» **WORK ORDER**
Copy every record word for word.

··· DATA

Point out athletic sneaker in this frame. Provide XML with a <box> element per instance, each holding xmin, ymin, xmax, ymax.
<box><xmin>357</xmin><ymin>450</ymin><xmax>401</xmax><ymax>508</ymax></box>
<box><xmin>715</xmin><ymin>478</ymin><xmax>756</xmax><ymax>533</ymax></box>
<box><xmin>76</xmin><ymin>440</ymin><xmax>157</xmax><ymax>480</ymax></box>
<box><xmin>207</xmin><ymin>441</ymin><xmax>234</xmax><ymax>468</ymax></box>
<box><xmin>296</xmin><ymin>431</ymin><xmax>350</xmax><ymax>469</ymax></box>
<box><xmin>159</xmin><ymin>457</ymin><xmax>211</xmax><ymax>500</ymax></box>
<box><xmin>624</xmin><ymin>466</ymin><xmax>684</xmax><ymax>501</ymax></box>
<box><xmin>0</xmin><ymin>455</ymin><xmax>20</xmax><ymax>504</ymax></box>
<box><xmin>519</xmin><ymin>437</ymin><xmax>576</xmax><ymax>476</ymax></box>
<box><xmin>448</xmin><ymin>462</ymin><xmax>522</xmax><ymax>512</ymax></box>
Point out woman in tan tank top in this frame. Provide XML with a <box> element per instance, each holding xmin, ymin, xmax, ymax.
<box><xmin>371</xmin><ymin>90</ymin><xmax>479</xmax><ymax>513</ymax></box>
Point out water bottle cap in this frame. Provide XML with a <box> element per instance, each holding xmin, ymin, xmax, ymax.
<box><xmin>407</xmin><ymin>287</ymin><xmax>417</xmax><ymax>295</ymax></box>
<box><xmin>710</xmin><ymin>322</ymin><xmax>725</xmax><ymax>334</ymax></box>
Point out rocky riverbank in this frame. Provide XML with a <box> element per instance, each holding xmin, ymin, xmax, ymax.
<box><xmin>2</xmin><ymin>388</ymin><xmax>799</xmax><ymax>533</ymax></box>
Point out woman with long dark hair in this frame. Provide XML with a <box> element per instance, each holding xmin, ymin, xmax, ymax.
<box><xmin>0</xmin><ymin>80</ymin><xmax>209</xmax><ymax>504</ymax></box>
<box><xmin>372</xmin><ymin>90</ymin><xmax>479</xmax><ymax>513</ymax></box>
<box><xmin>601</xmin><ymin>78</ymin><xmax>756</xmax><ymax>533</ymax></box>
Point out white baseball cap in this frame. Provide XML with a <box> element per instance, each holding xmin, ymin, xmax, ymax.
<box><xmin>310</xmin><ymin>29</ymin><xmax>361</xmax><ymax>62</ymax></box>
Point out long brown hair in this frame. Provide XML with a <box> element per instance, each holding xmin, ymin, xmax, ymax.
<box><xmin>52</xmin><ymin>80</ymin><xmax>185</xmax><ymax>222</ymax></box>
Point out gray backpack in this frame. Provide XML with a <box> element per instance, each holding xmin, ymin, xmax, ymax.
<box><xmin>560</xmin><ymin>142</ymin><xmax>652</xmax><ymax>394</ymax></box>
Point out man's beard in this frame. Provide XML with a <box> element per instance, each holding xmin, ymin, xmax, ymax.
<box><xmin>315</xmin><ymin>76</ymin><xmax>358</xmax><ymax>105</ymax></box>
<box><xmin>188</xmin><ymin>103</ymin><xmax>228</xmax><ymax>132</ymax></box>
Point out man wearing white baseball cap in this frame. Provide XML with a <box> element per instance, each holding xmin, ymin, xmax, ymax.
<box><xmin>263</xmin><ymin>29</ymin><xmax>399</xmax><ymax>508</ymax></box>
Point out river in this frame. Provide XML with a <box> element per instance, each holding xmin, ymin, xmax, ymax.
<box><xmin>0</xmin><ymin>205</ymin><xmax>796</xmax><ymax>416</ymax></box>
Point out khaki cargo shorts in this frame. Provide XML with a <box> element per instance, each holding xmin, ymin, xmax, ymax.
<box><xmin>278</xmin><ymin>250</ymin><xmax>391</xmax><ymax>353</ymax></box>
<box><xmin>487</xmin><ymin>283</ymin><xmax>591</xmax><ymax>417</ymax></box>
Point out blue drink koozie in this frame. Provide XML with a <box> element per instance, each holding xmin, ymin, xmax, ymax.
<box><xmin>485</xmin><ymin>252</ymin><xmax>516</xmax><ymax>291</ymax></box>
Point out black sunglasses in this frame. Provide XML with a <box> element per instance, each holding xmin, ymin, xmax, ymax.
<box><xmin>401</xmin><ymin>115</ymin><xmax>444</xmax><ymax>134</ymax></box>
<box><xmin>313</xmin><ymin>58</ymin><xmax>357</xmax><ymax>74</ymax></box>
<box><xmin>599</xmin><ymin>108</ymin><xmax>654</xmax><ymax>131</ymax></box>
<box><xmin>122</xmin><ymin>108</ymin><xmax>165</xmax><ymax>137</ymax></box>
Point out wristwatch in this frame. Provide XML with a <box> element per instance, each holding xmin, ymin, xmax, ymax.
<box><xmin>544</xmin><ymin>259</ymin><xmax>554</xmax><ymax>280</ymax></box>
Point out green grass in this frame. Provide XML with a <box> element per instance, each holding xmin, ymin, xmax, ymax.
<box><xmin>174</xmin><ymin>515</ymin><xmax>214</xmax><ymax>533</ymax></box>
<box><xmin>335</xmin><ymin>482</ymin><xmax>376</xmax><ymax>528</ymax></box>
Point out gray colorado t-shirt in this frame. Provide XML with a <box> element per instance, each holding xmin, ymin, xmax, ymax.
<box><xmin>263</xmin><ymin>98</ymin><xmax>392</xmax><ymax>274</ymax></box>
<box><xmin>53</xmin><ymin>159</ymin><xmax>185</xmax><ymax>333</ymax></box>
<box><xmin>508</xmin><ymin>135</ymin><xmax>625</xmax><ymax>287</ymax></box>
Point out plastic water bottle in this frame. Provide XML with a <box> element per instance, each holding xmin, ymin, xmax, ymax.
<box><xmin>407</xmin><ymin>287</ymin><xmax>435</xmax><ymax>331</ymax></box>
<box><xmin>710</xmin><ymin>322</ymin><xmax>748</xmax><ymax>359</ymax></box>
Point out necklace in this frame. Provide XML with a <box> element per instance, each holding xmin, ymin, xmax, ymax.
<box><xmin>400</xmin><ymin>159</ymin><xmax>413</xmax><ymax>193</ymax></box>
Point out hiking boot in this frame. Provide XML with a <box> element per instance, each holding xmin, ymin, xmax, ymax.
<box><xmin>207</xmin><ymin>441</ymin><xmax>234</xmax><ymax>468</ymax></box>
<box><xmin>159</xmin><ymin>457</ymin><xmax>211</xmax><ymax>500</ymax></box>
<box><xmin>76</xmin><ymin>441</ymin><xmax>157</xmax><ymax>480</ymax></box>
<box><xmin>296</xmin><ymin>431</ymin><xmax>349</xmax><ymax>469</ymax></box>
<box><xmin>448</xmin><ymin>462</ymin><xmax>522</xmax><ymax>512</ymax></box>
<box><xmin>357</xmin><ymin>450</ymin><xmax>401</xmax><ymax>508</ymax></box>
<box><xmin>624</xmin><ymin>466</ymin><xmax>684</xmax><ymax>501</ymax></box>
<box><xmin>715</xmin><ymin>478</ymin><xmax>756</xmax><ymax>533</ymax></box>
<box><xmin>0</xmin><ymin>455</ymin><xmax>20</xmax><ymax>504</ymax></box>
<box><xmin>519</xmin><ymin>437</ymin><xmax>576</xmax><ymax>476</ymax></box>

······

» **ANSWER FOR THIS EXERCISE**
Point out athletic sneaker in this frame. Provide XML with a <box> element per instance, each holding xmin, ymin, xmax, ymax.
<box><xmin>357</xmin><ymin>450</ymin><xmax>401</xmax><ymax>508</ymax></box>
<box><xmin>715</xmin><ymin>478</ymin><xmax>756</xmax><ymax>533</ymax></box>
<box><xmin>76</xmin><ymin>440</ymin><xmax>157</xmax><ymax>480</ymax></box>
<box><xmin>207</xmin><ymin>441</ymin><xmax>234</xmax><ymax>468</ymax></box>
<box><xmin>296</xmin><ymin>431</ymin><xmax>350</xmax><ymax>469</ymax></box>
<box><xmin>159</xmin><ymin>457</ymin><xmax>211</xmax><ymax>500</ymax></box>
<box><xmin>624</xmin><ymin>466</ymin><xmax>684</xmax><ymax>501</ymax></box>
<box><xmin>0</xmin><ymin>455</ymin><xmax>20</xmax><ymax>504</ymax></box>
<box><xmin>519</xmin><ymin>437</ymin><xmax>576</xmax><ymax>476</ymax></box>
<box><xmin>448</xmin><ymin>462</ymin><xmax>522</xmax><ymax>512</ymax></box>
Point out woman in tan tank top in this frame. Provide XML with a <box> element per instance, each holding xmin, ymin, xmax, ymax.
<box><xmin>371</xmin><ymin>90</ymin><xmax>479</xmax><ymax>513</ymax></box>
Point out water bottle cap in this frame. Provide XML with a <box> element per instance, each holding xmin, ymin, xmax, ymax.
<box><xmin>407</xmin><ymin>287</ymin><xmax>417</xmax><ymax>295</ymax></box>
<box><xmin>710</xmin><ymin>322</ymin><xmax>725</xmax><ymax>334</ymax></box>
Point out rocky riverbank in this frame. Provide XML with a <box> element per instance, each holding xmin, ymin, xmax, ymax.
<box><xmin>2</xmin><ymin>388</ymin><xmax>799</xmax><ymax>533</ymax></box>
Point out woman with long dark hair in this frame. Provide XML with a <box> element per instance, each holding xmin, ymin, xmax, ymax.
<box><xmin>0</xmin><ymin>80</ymin><xmax>209</xmax><ymax>504</ymax></box>
<box><xmin>372</xmin><ymin>90</ymin><xmax>479</xmax><ymax>513</ymax></box>
<box><xmin>601</xmin><ymin>78</ymin><xmax>756</xmax><ymax>533</ymax></box>
Point out white baseball cap in this frame. Provide XML with a <box> element per instance, each holding xmin, ymin, xmax, ymax.
<box><xmin>310</xmin><ymin>29</ymin><xmax>361</xmax><ymax>62</ymax></box>
Point out long brown hair in this frame. Provide XML with a <box> element per instance, each holding xmin, ymin, xmax, ymax.
<box><xmin>52</xmin><ymin>80</ymin><xmax>185</xmax><ymax>222</ymax></box>
Point out gray backpack in this frame. Provide XML with a <box> element per instance, each holding xmin, ymin, xmax, ymax.
<box><xmin>560</xmin><ymin>142</ymin><xmax>652</xmax><ymax>394</ymax></box>
Point out man's beard in this frame. Provide XML with a <box> element per instance, each holding xmin, ymin, xmax, ymax.
<box><xmin>315</xmin><ymin>76</ymin><xmax>358</xmax><ymax>105</ymax></box>
<box><xmin>188</xmin><ymin>103</ymin><xmax>228</xmax><ymax>132</ymax></box>
Point out man wearing white baseball cap in this frame. Provide XML with a <box> element per instance, each holding xmin, ymin, xmax, ymax.
<box><xmin>263</xmin><ymin>29</ymin><xmax>399</xmax><ymax>508</ymax></box>
Point out river in this frame. Provide XML with a <box> element per instance, each holding xmin, ymin, xmax, ymax.
<box><xmin>0</xmin><ymin>205</ymin><xmax>796</xmax><ymax>416</ymax></box>
Point out khaki cargo shorts in this frame. Provide XML with a <box> element per instance, each holding xmin, ymin, xmax, ymax.
<box><xmin>278</xmin><ymin>250</ymin><xmax>391</xmax><ymax>353</ymax></box>
<box><xmin>487</xmin><ymin>283</ymin><xmax>591</xmax><ymax>417</ymax></box>
Point out blue drink koozie in this frame. Provide XML with a <box> element per instance, each holding xmin, ymin, xmax, ymax.
<box><xmin>485</xmin><ymin>252</ymin><xmax>516</xmax><ymax>291</ymax></box>
Point out black sunglasses in this frame. Provide XML with a <box> element per instance, each holding xmin, ymin, xmax, ymax.
<box><xmin>401</xmin><ymin>115</ymin><xmax>444</xmax><ymax>134</ymax></box>
<box><xmin>313</xmin><ymin>58</ymin><xmax>357</xmax><ymax>74</ymax></box>
<box><xmin>599</xmin><ymin>108</ymin><xmax>654</xmax><ymax>131</ymax></box>
<box><xmin>122</xmin><ymin>108</ymin><xmax>165</xmax><ymax>137</ymax></box>
Point out wristwatch in this frame. Provide XML with a <box> element per instance, each holding xmin, ymin, xmax, ymax.
<box><xmin>544</xmin><ymin>259</ymin><xmax>554</xmax><ymax>280</ymax></box>
Point out green grass in this frame. Provide XML with a <box> element per instance, each holding xmin, ymin, xmax, ymax.
<box><xmin>174</xmin><ymin>515</ymin><xmax>214</xmax><ymax>533</ymax></box>
<box><xmin>335</xmin><ymin>482</ymin><xmax>376</xmax><ymax>528</ymax></box>
Point out gray colorado t-shirt in this frame. Provide XML with a <box> element per instance, each holding xmin, ymin, xmax, ymax.
<box><xmin>263</xmin><ymin>98</ymin><xmax>392</xmax><ymax>274</ymax></box>
<box><xmin>53</xmin><ymin>159</ymin><xmax>185</xmax><ymax>333</ymax></box>
<box><xmin>508</xmin><ymin>135</ymin><xmax>625</xmax><ymax>287</ymax></box>
Point out plastic water bottle in this frame. Provide XML with a <box> element per instance, each holding xmin, ymin, xmax, ymax.
<box><xmin>407</xmin><ymin>287</ymin><xmax>435</xmax><ymax>331</ymax></box>
<box><xmin>710</xmin><ymin>322</ymin><xmax>748</xmax><ymax>359</ymax></box>
Point out necklace in this frame. Provide XML with a <box> element per instance, each holding xmin, ymin, xmax, ymax.
<box><xmin>400</xmin><ymin>159</ymin><xmax>413</xmax><ymax>193</ymax></box>
Point out hiking boot in this frame. Provide XML with a <box> element per instance, each holding xmin, ymin, xmax, ymax.
<box><xmin>207</xmin><ymin>441</ymin><xmax>234</xmax><ymax>468</ymax></box>
<box><xmin>159</xmin><ymin>457</ymin><xmax>211</xmax><ymax>500</ymax></box>
<box><xmin>76</xmin><ymin>441</ymin><xmax>157</xmax><ymax>480</ymax></box>
<box><xmin>296</xmin><ymin>431</ymin><xmax>349</xmax><ymax>469</ymax></box>
<box><xmin>448</xmin><ymin>462</ymin><xmax>522</xmax><ymax>512</ymax></box>
<box><xmin>357</xmin><ymin>450</ymin><xmax>401</xmax><ymax>508</ymax></box>
<box><xmin>624</xmin><ymin>466</ymin><xmax>684</xmax><ymax>501</ymax></box>
<box><xmin>715</xmin><ymin>478</ymin><xmax>756</xmax><ymax>533</ymax></box>
<box><xmin>0</xmin><ymin>455</ymin><xmax>20</xmax><ymax>504</ymax></box>
<box><xmin>519</xmin><ymin>437</ymin><xmax>576</xmax><ymax>476</ymax></box>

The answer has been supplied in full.